*** DATA SHOWN ***
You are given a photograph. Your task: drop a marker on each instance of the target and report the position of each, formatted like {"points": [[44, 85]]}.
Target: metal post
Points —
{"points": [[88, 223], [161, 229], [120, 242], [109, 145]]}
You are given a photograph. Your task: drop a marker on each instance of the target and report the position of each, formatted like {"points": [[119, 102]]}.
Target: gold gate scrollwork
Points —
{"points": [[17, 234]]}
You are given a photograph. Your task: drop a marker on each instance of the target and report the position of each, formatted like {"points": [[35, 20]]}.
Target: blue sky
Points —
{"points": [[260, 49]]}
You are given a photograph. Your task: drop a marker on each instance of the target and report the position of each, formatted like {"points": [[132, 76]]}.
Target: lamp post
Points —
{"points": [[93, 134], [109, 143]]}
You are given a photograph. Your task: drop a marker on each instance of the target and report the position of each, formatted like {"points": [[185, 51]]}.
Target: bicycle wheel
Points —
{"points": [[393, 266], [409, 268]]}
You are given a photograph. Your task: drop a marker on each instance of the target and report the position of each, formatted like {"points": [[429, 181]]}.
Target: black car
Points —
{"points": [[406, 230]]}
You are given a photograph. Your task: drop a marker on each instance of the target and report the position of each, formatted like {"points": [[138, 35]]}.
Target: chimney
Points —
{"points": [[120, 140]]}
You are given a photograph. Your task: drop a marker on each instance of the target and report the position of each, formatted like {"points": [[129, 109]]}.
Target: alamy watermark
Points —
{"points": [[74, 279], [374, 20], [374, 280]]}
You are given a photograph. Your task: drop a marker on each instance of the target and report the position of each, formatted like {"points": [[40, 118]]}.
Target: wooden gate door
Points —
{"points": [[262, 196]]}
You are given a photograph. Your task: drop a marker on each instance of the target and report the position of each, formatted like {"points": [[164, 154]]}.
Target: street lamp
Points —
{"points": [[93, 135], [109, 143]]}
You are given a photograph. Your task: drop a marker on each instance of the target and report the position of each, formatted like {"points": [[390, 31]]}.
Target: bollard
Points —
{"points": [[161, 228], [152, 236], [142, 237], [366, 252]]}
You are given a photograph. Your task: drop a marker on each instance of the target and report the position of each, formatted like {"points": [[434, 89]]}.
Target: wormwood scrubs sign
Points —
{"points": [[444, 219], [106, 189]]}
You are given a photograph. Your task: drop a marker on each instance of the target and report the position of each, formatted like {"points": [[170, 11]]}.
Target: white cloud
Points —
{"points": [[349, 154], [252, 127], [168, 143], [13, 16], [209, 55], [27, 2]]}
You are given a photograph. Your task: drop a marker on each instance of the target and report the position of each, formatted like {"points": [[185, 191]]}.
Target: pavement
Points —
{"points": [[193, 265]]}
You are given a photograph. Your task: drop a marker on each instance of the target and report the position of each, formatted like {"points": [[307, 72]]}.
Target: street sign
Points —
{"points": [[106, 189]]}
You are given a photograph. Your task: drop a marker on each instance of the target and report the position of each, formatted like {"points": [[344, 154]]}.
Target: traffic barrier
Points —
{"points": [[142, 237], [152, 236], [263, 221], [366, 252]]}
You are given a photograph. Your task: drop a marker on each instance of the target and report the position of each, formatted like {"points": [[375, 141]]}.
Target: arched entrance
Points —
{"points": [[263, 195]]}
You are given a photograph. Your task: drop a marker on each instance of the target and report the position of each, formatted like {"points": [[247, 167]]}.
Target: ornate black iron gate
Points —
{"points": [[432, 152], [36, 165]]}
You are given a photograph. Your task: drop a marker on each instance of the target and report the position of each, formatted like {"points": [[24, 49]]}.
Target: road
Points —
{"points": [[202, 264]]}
*** End of DATA SHOWN ***
[TASK DETAILS] Give back, unchanged, every line from the one with "Target: street sign" to the end of the entries above.

[SOLUTION TO THIS EXERCISE]
Target: street sign
Points —
{"points": [[106, 189]]}
You are given a photograph. Your task: drop a marker on each instance of the target and report the position of each, formatted like {"points": [[344, 154]]}.
Target: traffic barrier
Points —
{"points": [[142, 237], [152, 236], [263, 221], [366, 252]]}
You are given a photograph. Your task: drop a marker on each instance of the target and report the position of each, formatted like {"points": [[375, 141]]}.
Target: arched entrance
Points —
{"points": [[263, 195]]}
You are given a photograph. Your task: drop a marker on each instance of the target and report the position of each, formatted like {"points": [[247, 167]]}.
Target: ornate black iron gate
Points —
{"points": [[432, 152], [36, 165]]}
You are given a photograph. Your task: drop a marker on each instance of the target and report the position of each, formatted like {"points": [[24, 49]]}.
Target: road
Points —
{"points": [[202, 264]]}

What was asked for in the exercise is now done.